* _Extracted records_
------------------------------

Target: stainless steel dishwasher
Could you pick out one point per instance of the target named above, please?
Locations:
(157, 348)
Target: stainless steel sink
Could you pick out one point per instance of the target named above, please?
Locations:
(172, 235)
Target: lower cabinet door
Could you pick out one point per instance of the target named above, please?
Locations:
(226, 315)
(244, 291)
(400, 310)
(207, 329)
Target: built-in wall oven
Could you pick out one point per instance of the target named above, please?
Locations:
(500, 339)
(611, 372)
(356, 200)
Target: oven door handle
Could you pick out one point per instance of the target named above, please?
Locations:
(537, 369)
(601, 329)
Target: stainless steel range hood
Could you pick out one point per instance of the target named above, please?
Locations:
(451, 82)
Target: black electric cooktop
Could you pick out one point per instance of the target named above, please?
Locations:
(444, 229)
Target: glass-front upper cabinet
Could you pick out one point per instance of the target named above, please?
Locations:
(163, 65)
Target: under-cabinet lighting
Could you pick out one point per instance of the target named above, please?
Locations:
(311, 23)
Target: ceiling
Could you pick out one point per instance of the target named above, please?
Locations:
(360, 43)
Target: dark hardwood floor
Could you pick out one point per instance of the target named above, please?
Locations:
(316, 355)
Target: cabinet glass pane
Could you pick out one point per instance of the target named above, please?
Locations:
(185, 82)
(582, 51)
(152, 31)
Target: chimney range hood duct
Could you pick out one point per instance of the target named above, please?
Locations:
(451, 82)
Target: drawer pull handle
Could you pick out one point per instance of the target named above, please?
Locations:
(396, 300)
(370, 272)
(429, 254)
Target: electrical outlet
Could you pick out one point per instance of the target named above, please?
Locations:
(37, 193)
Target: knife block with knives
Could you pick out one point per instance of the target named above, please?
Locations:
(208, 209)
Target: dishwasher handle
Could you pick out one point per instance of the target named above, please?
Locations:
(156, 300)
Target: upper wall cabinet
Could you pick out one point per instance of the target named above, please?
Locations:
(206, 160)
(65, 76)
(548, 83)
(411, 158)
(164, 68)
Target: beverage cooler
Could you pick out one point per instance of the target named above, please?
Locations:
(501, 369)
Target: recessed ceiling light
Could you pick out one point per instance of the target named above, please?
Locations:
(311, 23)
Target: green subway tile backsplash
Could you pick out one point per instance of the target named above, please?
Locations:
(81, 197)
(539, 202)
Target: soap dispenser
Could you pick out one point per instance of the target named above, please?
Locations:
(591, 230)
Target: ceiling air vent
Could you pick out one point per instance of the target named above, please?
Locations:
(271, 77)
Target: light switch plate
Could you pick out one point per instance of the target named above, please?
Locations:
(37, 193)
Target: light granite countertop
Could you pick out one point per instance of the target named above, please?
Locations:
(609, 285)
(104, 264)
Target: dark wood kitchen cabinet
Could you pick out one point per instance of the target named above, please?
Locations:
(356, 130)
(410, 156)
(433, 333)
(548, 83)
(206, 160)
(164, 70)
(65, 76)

------------------------------

* _Problem_
Line by line, retype all of the records exactly.

* _Result below_
Target: stainless steel dishwasher
Could you pick out one point per instance of the target named above, please?
Locations:
(157, 348)
Target: stainless steel sink
Could you pick out one point per instance of the target named above, please?
Locations:
(172, 235)
Target: lower cabinet door
Could you pick out one point per instance of the target named above, please?
Locations:
(226, 315)
(244, 291)
(400, 310)
(207, 329)
Target: built-in wall oven
Could you pick out one point per instance of the target named above, please?
Locations:
(500, 339)
(611, 372)
(356, 200)
Target: oven door handle
Could you pick out one point per instance of the target named above, please?
Locations:
(537, 369)
(601, 329)
Target: stainless steel range hood
Could you pick out one point per instance of the target named above, please?
Locations:
(451, 82)
Target: black electric cooktop
Could you pick out one point per instance of the target named above, please?
Locations:
(444, 229)
Target: glass-front upper cabinet
Could you pick out one point per instance of the target named above, please?
Locations:
(163, 65)
Target: under-cabinet lighting
Could you pick out one point per instance of the target named above, please?
Locations:
(311, 23)
Target: ceiling
Could you pick out one point per instance of the target named above, please?
Locations:
(360, 43)
Target: dark hardwood floor
Could you pick out one point per instance of the target named above, please?
Locations:
(316, 355)
Target: cabinet glass pane
Could you pick out one point per instance of the target named above, please?
Locations:
(185, 82)
(582, 51)
(152, 31)
Target: chimney range hood duct
Could you pick out one point per instance of the target named above, please?
Locations:
(451, 82)
Target: drawer pull handle
Could you pick out one point per instance of the target named above, please?
Locations:
(396, 300)
(370, 272)
(429, 254)
Target: electrical outlet
Could you pick out one point per instance of the target named above, please?
Locations:
(37, 193)
Target: knife block with knives
Could you pick out one point per instance of the target named above, please?
Locations:
(208, 209)
Target: dishwasher handle
Could you pick out one point per instance of the target named above, please?
Locations:
(156, 300)
Target: upper wall cabinet
Could you pick out one point per instance of the target named above, please?
Locations:
(206, 160)
(65, 76)
(548, 83)
(411, 158)
(164, 68)
Target: beverage cooler
Could you pick out one point per instance of the target named above, please?
Locations:
(501, 369)
Target: recessed ceiling light
Could you pick out one point per instance of the target named above, please?
Locations:
(311, 23)
Target: green subway tile backsplash
Could you pick out one point per instance of the target named above, please?
Locations:
(81, 197)
(539, 202)
Target: soap dispenser
Could you pick out one point per instance of the target named above, please?
Locations:
(591, 230)
Target: ceiling air vent
Could you pick out one point per instance of the target named above, please?
Locations:
(271, 77)
Target: light switch plate
Could you pick out one point per instance of the target named above, please?
Locations:
(37, 193)
Target: light granite countertop
Could you pick out one point per instance of the target named above, please?
Locations:
(609, 285)
(104, 264)
Target: dark wood kitchen cabinet
Could you pick out one point per instance of the target named above, please?
Locations:
(356, 130)
(410, 156)
(433, 333)
(548, 83)
(206, 160)
(164, 70)
(65, 76)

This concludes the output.